#### Quoted text ####

Published: November 26, 2019
Review and Photos by Greg Smith
NEW YORK CITY – Suffice to say, there’s a lot that went on in the Big Apple in November. But unique among the lures of commercial art – throwing around elbows between the $1-plus billion that changed hands at the top three houses when the Twentieth Century and Contemporary sales preceded the American art sales, and then on to the private gallery events and the American Art Fair – was the rather luxe Salon Art + Design, a show that trots the globe for you and brings it all, wrapped up nicely, to the Park Avenue Armory each year. This year’s November 14-18 edition saw 56 galleries come together from all over the world – exactly half of which were domestic, or with a domestic branch location – to present historical and contemporary design and art. This included rare examples from practitioners of furniture-as-art, bench-made and computer-driven design, works of art from Twentieth Century masters, historic design from iconic movements, antiquities, studio glass, ceramics and more.
The Salon’s executive director Jill Bokor saw attendance at the fairs eighth edition rise to 13,500, a small bump from last year.
As computer-driven design ramps up in the Twenty-First Century, the Salon’s show floor – a meeting place of new and old, refined and exuberant, representational and abstract – is apt to feature it and create a dialogue that spans history. And to steer that dialogue are the galleries, many of which will focus in either new or old, a scant few with both, but all of which possess the expertise and knowledge of the great design index through the ages. And that the Salon combines these galleries, in what has become the best design show in New York City, raises the earning of its own notecard and place in that index.
“We hit every decade of the Twentieth Century,” Bokor said, speaking to the broad range of material on the floor. “I tried to hit that for the past five years and I think we did that this year.”
On the spread between historic and contemporary offerings, Bokor said, “In terms of material brought and bought, we kept about as much vintage, and maybe even brought a little more vintage back this year. I wouldn’t mind having a little more historic material on the floor. But the contemporary work sold strongly. I think because there are antique shows, and Design Miami is contemporary, I think people want the mix, but they’ve seen less of the contemporary work and it’s exciting to them. In historic design, things like Italian vintage walks right out of here, but there’s a fascination with new material.”

#### Dataset entries ####

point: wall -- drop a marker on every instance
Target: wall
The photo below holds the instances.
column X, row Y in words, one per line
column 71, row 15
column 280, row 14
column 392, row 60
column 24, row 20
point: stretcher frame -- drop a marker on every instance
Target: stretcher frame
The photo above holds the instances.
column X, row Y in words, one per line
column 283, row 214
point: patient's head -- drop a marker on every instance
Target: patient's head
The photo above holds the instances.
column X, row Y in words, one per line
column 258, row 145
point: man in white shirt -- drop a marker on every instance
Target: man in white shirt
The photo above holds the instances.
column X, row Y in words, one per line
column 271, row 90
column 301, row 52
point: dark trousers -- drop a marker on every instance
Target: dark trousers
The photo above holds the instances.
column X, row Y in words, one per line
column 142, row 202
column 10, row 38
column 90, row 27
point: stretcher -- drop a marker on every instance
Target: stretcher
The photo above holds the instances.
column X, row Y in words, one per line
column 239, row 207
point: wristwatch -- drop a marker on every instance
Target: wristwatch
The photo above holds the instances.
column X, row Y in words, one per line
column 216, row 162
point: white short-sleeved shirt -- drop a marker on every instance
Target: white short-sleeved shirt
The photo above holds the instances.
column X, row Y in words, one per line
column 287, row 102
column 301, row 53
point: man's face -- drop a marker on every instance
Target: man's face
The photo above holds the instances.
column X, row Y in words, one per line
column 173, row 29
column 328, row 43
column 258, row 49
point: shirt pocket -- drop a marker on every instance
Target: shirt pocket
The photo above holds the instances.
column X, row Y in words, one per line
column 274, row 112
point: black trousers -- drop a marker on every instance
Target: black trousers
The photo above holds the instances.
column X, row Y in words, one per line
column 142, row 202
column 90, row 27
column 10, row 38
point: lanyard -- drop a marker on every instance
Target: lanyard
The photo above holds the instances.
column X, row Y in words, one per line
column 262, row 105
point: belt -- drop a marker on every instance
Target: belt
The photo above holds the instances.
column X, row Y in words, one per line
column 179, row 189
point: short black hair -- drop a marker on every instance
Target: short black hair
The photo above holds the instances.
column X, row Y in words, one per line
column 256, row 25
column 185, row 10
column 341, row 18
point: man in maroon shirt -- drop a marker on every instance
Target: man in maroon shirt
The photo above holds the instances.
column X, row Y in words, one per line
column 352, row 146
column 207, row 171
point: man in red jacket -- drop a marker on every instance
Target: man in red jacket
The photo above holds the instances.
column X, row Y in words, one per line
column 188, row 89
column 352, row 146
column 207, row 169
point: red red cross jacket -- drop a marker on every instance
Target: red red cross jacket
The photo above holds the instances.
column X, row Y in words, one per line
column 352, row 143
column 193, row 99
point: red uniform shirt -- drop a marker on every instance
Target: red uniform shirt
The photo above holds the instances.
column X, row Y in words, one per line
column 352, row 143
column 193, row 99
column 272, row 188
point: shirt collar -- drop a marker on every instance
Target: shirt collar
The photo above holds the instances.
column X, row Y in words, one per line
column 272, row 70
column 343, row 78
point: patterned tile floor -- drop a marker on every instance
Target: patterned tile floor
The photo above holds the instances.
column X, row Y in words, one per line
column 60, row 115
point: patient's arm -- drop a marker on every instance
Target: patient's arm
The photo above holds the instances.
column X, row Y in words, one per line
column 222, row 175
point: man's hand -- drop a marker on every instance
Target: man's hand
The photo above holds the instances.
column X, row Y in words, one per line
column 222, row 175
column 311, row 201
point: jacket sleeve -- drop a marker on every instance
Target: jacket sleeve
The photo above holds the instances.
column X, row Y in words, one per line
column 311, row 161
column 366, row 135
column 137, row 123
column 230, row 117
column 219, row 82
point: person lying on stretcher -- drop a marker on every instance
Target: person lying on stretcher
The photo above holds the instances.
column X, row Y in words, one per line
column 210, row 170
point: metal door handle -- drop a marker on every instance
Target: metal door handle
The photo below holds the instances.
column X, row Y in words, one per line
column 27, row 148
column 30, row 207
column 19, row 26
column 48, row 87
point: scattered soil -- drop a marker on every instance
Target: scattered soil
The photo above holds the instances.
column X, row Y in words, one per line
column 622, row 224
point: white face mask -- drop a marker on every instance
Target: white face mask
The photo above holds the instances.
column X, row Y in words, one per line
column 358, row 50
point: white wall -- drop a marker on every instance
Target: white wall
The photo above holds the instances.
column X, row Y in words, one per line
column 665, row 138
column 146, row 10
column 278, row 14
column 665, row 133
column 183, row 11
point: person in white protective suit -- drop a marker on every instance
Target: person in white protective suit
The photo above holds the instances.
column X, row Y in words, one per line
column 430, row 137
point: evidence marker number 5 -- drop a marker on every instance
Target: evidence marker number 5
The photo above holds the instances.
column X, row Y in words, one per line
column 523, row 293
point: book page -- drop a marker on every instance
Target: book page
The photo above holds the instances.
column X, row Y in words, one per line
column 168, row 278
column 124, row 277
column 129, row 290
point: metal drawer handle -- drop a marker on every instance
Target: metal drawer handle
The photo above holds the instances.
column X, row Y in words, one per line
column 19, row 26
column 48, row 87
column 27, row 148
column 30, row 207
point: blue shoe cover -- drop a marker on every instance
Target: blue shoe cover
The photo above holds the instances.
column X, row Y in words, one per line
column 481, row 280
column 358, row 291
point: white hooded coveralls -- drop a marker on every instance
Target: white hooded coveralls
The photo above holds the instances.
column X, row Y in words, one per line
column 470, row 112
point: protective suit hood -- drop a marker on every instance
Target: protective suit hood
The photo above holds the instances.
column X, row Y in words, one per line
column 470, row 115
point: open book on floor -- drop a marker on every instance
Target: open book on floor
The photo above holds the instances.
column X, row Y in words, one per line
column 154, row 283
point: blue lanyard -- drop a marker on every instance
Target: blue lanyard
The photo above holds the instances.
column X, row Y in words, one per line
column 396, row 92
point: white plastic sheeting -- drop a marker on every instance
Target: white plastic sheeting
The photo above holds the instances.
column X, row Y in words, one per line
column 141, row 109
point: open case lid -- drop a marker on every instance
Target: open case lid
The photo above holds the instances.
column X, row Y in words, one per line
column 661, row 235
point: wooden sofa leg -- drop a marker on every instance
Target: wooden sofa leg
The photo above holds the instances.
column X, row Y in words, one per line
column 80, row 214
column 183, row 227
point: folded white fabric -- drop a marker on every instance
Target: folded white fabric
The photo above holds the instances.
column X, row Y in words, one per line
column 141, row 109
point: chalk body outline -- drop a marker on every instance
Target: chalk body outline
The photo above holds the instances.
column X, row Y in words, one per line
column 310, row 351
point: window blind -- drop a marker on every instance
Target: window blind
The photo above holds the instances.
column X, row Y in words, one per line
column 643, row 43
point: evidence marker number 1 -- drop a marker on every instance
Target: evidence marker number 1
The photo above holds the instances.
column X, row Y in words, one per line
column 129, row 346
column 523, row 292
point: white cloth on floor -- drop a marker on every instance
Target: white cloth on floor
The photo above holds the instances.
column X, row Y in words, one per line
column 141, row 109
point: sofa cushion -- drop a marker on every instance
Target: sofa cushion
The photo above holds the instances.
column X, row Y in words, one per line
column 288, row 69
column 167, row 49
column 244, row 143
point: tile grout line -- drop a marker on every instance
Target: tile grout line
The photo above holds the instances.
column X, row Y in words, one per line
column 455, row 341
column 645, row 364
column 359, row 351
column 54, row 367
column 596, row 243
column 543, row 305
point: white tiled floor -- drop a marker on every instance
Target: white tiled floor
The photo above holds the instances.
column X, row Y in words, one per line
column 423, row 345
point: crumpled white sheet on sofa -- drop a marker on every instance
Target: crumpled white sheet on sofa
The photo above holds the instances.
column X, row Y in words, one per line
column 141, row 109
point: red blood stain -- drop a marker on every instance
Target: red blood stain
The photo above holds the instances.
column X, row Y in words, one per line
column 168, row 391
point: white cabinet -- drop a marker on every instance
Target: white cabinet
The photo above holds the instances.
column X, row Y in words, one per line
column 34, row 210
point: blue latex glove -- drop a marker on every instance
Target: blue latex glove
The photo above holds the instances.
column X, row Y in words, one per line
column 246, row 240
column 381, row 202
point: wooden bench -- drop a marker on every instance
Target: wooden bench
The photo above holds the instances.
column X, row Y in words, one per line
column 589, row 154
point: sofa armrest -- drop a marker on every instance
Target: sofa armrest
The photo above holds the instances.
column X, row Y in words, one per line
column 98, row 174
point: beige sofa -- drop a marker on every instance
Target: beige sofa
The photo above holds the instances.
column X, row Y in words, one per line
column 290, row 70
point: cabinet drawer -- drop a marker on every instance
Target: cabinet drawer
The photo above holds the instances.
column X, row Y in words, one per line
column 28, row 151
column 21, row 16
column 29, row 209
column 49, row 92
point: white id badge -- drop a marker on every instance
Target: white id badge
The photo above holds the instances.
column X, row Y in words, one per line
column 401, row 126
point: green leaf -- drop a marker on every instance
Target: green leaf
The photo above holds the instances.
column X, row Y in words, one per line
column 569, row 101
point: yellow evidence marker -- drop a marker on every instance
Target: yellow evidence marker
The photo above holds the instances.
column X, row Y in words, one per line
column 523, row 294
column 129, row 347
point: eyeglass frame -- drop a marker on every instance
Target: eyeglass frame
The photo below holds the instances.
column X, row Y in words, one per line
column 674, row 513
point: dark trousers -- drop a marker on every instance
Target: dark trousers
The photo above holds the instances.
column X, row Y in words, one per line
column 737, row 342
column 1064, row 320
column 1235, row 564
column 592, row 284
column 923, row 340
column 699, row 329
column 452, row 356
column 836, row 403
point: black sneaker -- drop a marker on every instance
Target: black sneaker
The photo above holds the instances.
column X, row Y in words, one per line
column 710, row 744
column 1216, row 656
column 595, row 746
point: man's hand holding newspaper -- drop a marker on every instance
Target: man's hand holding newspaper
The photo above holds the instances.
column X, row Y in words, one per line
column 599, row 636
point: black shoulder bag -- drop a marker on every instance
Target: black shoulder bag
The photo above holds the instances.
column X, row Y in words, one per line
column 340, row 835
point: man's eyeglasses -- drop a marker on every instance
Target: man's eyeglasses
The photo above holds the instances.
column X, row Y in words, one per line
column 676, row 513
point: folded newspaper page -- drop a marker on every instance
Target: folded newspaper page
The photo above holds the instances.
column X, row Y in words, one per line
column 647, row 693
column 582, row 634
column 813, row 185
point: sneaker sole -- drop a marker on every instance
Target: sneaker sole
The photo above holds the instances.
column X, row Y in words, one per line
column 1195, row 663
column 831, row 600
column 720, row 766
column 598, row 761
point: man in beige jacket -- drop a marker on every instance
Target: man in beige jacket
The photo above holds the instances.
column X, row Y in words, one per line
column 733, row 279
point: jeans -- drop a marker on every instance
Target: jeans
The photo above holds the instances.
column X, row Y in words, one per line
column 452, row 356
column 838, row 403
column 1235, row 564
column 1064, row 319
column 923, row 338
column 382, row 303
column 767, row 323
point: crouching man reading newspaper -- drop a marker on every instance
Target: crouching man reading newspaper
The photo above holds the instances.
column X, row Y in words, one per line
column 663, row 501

####

_What this exercise asks:_
A. In the Salon Art + Design review, how many galleries took part in the November 14-18 edition?
B. From the Salon Art + Design review, extract the passage starting at "The Salon’s executive" and ending at "in that index.".
C. Write the next part of the Salon Art + Design review, picking up after its last sentence.
The data on this page comes from a different source than the review.

_Expected answers:_
A. 56 galleries took part.

B.
The Salon’s executive director Jill Bokor saw attendance at the fairs eighth edition rise to 13,500, a small bump from last year.
As computer-driven design ramps up in the Twenty-First Century, the Salon’s show floor – a meeting place of new and old, refined and exuberant, representational and abstract – is apt to feature it and create a dialogue that spans history. And to steer that dialogue are the galleries, many of which will focus in either new or old, a scant few with both, but all of which possess the expertise and knowledge of the great design index through the ages. And that the Salon combines these galleries, in what has become the best design show in New York City, raises the earning of its own notecard and place in that index.

C.
As we filtered through our responses to the show this year, the word came back that floor sales were slow for a majority. Dealers had a hard time breaking even with the cost that comes associated with exhibiting at the Park Avenue Armory. That response has become a standard for almost every show in the Park Avenue Armory. It is, no doubt, known as a risky and high-value venue. Reasons offered included a crowded November calendar, an uncertain economy, the impeachment proceedings against Donald Trump and others. These sentiments apply to the market as a whole. It still did not change the fact that show manager Sanford L. Smith + Associates put on an astute show filled with some of the best design you’ll ever see in one place outside of a museum in New York.
When asked if she has any thoughts on leaving the Armory, Bokor responded in the negative.
“For many of these dealers, without the Armory, they don’t want to come. The real truth is that the real fulcrum of the show is the location. Even if I do hear some grumbling, we will surely be there for at least two more years.”
A lineup of interactive talks and special exhibitions made sure to round out this year’s offerings, and Bokor reflected on their success, saying, “It was one of the great new strengths of the show this year. The reception was almost as strong as the show on the floor. The quality of them was unbelievable, we’ve never had people like this doing our special exhibitions before.” In the exhibition by Lalique, British wall covering atelier Fromental created an installation influenced by the three F’s that define the Lalique brand: femme, flora and fauna. Design studios Apparatus, Pollaro and French designer Mathieu Lehanneur were all on hand to exhibit their latest work. And curated by Vogue Italia and artistic director and haute jewelry designer Alexandra Mor, “The Protagonist” exhibition showcased jewelry design by 15 studios.
Bokor also saw a good turnout on the booth talks at Wexler Gallery, Todd Merrill Studio and Heritage Gallery. “There were incredible talks,” she said, “this was a place where we saw improvement. Every single talk was oversubscribed, and that did not happen last year. The idea of programming at the Salon is something that has taken a while for visitors to understand, and they were well-received this year.” The Salon’s “Conversations” series featured six forums with architects, designers, journalists and other leaders, while six tours were offered and led by notable designers throughout the show run.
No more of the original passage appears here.